▶ [WHAT THIS TASK INVOLVES] Return, word for word, every line that follows.

▶ [DATA ENTRIES]
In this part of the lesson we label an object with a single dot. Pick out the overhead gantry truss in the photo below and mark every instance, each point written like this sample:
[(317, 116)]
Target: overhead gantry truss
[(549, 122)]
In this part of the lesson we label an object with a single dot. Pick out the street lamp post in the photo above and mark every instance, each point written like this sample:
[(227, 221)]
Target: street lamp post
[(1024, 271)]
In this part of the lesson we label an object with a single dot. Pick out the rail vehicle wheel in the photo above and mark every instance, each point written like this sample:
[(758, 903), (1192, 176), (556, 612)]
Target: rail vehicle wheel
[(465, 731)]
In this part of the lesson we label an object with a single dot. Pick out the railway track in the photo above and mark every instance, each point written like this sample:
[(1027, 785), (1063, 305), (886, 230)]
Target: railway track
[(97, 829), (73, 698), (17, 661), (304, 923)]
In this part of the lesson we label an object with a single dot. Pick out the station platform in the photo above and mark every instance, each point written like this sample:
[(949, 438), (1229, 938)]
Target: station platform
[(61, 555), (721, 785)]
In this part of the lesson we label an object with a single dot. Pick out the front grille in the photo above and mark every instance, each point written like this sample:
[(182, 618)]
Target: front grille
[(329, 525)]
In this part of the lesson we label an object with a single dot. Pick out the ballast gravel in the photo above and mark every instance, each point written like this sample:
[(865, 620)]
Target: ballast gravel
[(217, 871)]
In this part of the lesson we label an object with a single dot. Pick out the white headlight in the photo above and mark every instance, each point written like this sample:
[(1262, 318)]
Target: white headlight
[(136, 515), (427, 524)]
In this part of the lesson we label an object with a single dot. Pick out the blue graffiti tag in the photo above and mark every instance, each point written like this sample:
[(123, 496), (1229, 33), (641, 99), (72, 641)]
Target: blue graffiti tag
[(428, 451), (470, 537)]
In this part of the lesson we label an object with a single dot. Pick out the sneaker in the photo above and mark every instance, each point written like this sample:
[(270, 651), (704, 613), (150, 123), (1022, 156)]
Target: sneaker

▶ [FULL RESPONSE]
In this part of the lesson we label an object with a single dot. Pick out the overhead gantry truss in the photo below and mark every instance, each point written like this sample:
[(317, 116)]
Target: overhead gantry truss
[(549, 122)]
In this part of the lesson we label an object with a single dot. Pick out the street lamp post in the photo above and mark every instance, each point written like this sample:
[(227, 221)]
Target: street lamp post
[(1024, 271)]
In this part of the lesson we label an object with a single dot. Pick out the rail vehicle wheel in the photo above and mark every instance, each point written like this sample:
[(758, 903), (1192, 176), (556, 612)]
Target: rail vehicle wheel
[(465, 731)]
In this part of the lesson we label an object with a single dot. Pick out the railway track in the photo above and mark every instance, each point written like this sample:
[(1027, 785), (1063, 305), (886, 230)]
Target: railway track
[(97, 829), (73, 698), (17, 661), (304, 923)]
In this part of the lesson we label an object with a single dot. Pick out the station platform in the photo above and mark every instance, each point written like this sample:
[(949, 438), (1229, 938)]
Target: station platform
[(61, 555), (721, 785)]
In this part of the lesson we label an object with a single dot. Pick out the front grille in the photo above and mark every instance, each point written like this sample:
[(182, 618)]
Target: front grille
[(329, 525)]
In this part of the lesson we label an object with a single dot. Pick out the ballast gravel in the photo above and mark every instance, each point written like this sample:
[(865, 620)]
Target: ballast gravel
[(217, 871)]
In this part of the lesson we label an object with a single dot. Pick out the white headlight in the photo above and mark every instance, each point written like this sample:
[(1262, 318)]
Target: white headlight
[(136, 515), (427, 524)]
In this part of the lesson we label an object with a single dot. Pick out the blue graffiti tag in the photo above and mark every instance, each point written like this sample:
[(123, 496), (1229, 33), (641, 99), (72, 641)]
Target: blue graffiti tag
[(428, 451), (470, 537)]
In this part of the lesson we label an object with a single dot. Pick out the sneaker in the photo above and mark every instance, each point written like this sample:
[(270, 651), (704, 613), (150, 123), (1022, 156)]
Target: sneaker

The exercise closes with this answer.